### Given instruction
Extract all of the entries and set them down verbatim.

===== Records for processing =====

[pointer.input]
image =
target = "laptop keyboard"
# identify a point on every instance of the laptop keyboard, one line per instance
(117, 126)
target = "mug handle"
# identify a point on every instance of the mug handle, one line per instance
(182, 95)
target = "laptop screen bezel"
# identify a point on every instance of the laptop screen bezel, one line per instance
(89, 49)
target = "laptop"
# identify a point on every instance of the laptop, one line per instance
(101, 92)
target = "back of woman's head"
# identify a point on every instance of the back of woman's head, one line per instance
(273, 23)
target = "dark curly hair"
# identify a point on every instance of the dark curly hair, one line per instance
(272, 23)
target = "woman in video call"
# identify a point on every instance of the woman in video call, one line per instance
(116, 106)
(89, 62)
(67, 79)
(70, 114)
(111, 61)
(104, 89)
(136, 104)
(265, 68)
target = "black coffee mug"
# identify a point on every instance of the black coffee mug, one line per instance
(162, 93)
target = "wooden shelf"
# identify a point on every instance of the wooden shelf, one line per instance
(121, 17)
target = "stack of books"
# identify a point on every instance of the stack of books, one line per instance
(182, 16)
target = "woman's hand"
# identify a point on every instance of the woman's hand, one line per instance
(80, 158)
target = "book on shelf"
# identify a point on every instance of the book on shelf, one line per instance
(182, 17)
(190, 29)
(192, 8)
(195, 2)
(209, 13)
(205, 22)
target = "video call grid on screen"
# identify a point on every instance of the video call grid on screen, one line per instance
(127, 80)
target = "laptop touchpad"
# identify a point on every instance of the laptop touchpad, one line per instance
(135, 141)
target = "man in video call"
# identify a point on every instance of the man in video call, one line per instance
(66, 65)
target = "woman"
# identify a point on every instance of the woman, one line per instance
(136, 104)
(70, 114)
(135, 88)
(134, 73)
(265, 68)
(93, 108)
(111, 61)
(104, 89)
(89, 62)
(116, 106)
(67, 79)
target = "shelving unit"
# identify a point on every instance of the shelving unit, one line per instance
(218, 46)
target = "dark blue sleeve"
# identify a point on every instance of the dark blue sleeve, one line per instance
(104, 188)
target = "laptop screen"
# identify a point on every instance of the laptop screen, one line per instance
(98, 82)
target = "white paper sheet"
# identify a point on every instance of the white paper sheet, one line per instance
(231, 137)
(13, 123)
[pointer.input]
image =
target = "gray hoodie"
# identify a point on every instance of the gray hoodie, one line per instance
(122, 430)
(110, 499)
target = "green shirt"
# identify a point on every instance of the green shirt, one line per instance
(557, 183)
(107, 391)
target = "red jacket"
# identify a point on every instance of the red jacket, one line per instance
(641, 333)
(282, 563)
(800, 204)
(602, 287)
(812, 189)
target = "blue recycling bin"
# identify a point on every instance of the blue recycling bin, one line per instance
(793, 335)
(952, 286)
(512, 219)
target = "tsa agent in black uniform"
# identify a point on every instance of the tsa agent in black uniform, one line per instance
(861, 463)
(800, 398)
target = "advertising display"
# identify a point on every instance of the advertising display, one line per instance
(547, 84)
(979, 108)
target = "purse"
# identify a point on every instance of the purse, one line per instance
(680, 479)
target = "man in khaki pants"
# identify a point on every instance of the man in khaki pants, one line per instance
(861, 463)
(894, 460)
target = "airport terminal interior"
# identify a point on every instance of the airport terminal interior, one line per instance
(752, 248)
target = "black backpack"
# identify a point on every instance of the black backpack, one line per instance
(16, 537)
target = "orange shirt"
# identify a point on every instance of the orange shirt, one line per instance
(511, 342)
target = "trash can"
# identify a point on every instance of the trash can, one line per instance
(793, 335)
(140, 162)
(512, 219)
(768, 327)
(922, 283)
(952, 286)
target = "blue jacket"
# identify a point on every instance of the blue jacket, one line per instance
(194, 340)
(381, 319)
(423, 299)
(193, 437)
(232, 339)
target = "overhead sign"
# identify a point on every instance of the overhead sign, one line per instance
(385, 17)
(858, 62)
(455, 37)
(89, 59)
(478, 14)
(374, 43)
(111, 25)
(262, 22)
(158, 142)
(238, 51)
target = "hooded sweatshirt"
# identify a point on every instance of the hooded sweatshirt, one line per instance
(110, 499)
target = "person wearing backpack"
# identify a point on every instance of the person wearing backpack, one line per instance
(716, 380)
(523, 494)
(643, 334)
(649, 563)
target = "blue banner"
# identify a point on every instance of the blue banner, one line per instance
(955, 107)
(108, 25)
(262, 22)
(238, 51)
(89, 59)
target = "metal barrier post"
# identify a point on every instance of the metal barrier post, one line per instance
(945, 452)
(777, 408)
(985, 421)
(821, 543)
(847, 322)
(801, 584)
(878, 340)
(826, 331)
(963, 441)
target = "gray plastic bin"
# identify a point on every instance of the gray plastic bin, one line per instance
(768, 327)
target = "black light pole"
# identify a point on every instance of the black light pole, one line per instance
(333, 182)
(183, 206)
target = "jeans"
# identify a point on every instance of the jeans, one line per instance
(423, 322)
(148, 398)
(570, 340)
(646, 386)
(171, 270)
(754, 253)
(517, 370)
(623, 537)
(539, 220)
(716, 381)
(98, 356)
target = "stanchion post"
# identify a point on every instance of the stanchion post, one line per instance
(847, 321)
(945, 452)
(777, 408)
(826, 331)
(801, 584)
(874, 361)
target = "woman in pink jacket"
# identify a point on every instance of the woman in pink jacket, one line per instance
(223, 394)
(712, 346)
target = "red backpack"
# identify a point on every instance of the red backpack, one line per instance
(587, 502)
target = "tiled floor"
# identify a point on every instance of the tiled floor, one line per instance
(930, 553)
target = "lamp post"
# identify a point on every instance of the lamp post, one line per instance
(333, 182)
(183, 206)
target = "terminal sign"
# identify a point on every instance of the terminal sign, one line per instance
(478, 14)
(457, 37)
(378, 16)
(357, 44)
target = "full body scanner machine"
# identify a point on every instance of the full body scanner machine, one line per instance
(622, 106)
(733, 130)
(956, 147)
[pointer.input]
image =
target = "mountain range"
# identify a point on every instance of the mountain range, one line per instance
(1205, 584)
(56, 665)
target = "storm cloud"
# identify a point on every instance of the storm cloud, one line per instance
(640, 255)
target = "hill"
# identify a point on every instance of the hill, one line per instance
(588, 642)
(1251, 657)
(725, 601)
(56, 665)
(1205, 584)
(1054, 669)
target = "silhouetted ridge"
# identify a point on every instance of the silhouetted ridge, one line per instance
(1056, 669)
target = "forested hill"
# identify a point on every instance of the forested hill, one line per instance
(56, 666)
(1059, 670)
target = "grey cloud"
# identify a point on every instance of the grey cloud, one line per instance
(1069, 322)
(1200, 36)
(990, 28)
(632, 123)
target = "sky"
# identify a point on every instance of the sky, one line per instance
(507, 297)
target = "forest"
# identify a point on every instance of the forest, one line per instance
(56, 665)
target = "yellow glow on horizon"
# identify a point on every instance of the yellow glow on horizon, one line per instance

=====

### Output for this exercise
[pointer.input]
image =
target = "laptop keyboard"
# identify a point on every instance of the laptop keyboard, one line per instance
(117, 126)
target = "mug handle"
# identify a point on every instance of the mug handle, one line per instance
(182, 95)
target = "laptop screen bezel"
# identify a point on every instance of the laptop screen bezel, one line per instance
(89, 49)
target = "laptop"
# identify a point on every instance of the laptop, one line per instance
(101, 92)
target = "back of woman's head"
# identify a point on every instance of the back of woman's head, one line per instance
(273, 23)
target = "dark curly hair"
# identify a point on every instance of the dark curly hair, one line per instance
(272, 23)
target = "woman in video call"
# identify a point on every instance of the woman in video call, one line per instance
(116, 106)
(89, 62)
(67, 79)
(70, 114)
(111, 61)
(104, 89)
(136, 104)
(265, 68)
target = "black coffee mug"
# identify a point on every instance of the black coffee mug, one line per instance
(162, 93)
target = "wooden shelf"
# identify a point on every instance of the wooden shelf, one line per instance
(121, 17)
target = "stack of books"
# identify a point on every instance of the stack of books, one line per instance
(182, 16)
target = "woman's hand"
# identify a point on every instance of the woman's hand, one line per instance
(80, 158)
target = "book on shelf"
# identify a point on every instance of the book on shelf, one line per instance
(182, 17)
(190, 29)
(192, 8)
(195, 2)
(209, 13)
(205, 22)
target = "video call grid on screen"
# identify a point on every instance of the video call grid on screen, one line per instance
(127, 80)
target = "laptop touchpad"
# identify a point on every instance of the laptop touchpad, one line per instance
(135, 141)
target = "man in video call"
# identify a point on every instance of the man in video call, one line per instance
(66, 65)
target = "woman"
# identify a point on every instance of the woman, one line per instance
(136, 104)
(70, 114)
(135, 88)
(134, 73)
(265, 68)
(93, 108)
(111, 61)
(104, 89)
(89, 62)
(116, 106)
(67, 79)
target = "shelving unit"
# identify a point on every instance of the shelving unit, one line per instance
(218, 46)
target = "dark blue sleeve"
# identify a point on every instance of the dark blue sleeve, one line per instance
(104, 188)
target = "laptop screen"
# identify a point on every instance of the laptop screen, one line per instance
(98, 82)
target = "white paper sheet"
# identify a point on every instance of the white paper sheet, one line per instance
(231, 137)
(13, 123)
[pointer.input]
image =
target = "gray hoodie"
# identify a point on every instance of the gray hoodie, one line per instance
(122, 430)
(110, 499)
target = "green shirt"
# identify a point on every instance of the green shirt, one line per instance
(557, 183)
(107, 391)
target = "red jacket"
# identify a point on every instance of the red jacket, one line per instance
(641, 333)
(282, 563)
(800, 204)
(602, 287)
(812, 189)
target = "blue recycling bin"
# identify a point on every instance of the blue recycling bin, one line per instance
(793, 335)
(952, 286)
(512, 219)
target = "tsa agent in black uniform"
# identify a point on every instance of the tsa agent in black uniform, one line per instance
(861, 463)
(800, 398)
target = "advertising display"
# identify a point on every instance of the advertising display, one line per instance
(547, 84)
(979, 108)
target = "purse"
# identify a point on every instance of the purse, one line per instance
(680, 479)
target = "man in khaki pants"
# identify a point on every instance of the man in khaki pants, one line per instance
(861, 463)
(894, 460)
target = "airport terminal interior"
# identify a point on every instance of the airport terminal interior, one line per instance
(752, 248)
target = "black backpack"
# identify a point on every instance of the black backpack, one line per instance
(16, 537)
target = "orange shirt"
# identify a point on every instance of the orange shirt, one line per instance
(511, 342)
target = "trash can"
# identify a point on every instance of the trash can, one line per instance
(793, 335)
(140, 162)
(512, 219)
(768, 327)
(922, 283)
(952, 286)
target = "blue jacket"
# identify a point on every instance of the blue jacket, one line per instance
(194, 340)
(381, 319)
(423, 299)
(193, 437)
(232, 339)
target = "overhead sign"
# identify a point on every instance of the overhead sign, one line per instance
(385, 17)
(858, 62)
(455, 37)
(89, 59)
(478, 14)
(374, 43)
(111, 25)
(262, 22)
(158, 142)
(238, 51)
target = "hooded sweatshirt"
# identify a point on every instance of the hooded sweatshirt, one line per instance
(110, 499)
target = "person wearing backpack"
# identify a point on every instance of the person wearing backpack, one line per instance
(716, 380)
(523, 494)
(643, 334)
(649, 563)
target = "blue banner"
# identify a point on every instance of the blue banner, one line per instance
(955, 107)
(108, 25)
(262, 22)
(238, 51)
(89, 59)
target = "metal barrier post"
# identify a point on every instance of the metal barrier post, one line per instance
(945, 452)
(777, 408)
(985, 421)
(821, 543)
(847, 322)
(801, 584)
(878, 340)
(826, 331)
(963, 441)
target = "gray plastic bin"
# identify a point on every instance of the gray plastic bin, one line per instance
(768, 327)
target = "black light pole"
# identify a point on every instance of the black light pole, one line per instance
(333, 182)
(183, 206)
target = "jeans"
# identify a point on every instance of the jeans, one line per instance
(423, 322)
(148, 398)
(570, 340)
(646, 386)
(171, 270)
(754, 253)
(517, 370)
(623, 537)
(539, 220)
(716, 381)
(98, 356)
target = "stanchion post"
# identify a point on every instance of the stanchion post, one line per instance
(847, 321)
(945, 452)
(777, 408)
(826, 331)
(801, 584)
(874, 361)
target = "woman in pink jacket"
# identify a point on every instance of the woman in pink jacket, one line per instance
(223, 394)
(712, 346)
target = "red backpack"
# identify a point on every instance of the red backpack, one line per instance
(587, 502)
target = "tiled floor"
# identify a point on every instance of the tiled floor, one line per instance
(930, 553)
target = "lamp post"
# identify a point on every instance of the lamp post, one line per instance
(333, 182)
(183, 206)
target = "terminal sign"
# identify a point on every instance of the terminal sign, one line per instance
(478, 14)
(457, 37)
(378, 16)
(357, 44)
target = "full body scanner machine"
# identify a point on every instance of the full body scanner machine, one line per instance
(622, 106)
(733, 130)
(956, 147)
[pointer.input]
image =
target = "mountain range"
# identify a point on every instance of the mountain range, one line per instance
(1205, 584)
(56, 665)
target = "storm cloud"
# identify a point on every instance of the storm cloud, one line per instance
(640, 255)
target = "hill"
# identify a point on every instance of the hill, one line per instance
(588, 642)
(1251, 657)
(725, 601)
(56, 665)
(1205, 584)
(1054, 669)
target = "silhouetted ridge"
# identify a point on every instance of the silhouetted ridge, one line per instance
(1056, 669)
target = "forested hill"
# identify a point on every instance of the forested hill, one line per instance
(56, 666)
(1059, 670)
target = "grey cloud"
# identify a point on every instance of the grey cloud, one line per instance
(1069, 322)
(1200, 36)
(990, 28)
(632, 123)
target = "sky"
# identify a point on every instance of the sky, one line per instance
(507, 297)
target = "forest"
# identify a point on every instance of the forest, one line per instance
(56, 665)
target = "yellow glow on horizon"
# identify a point on every instance of the yellow glow on horizon, one line per instance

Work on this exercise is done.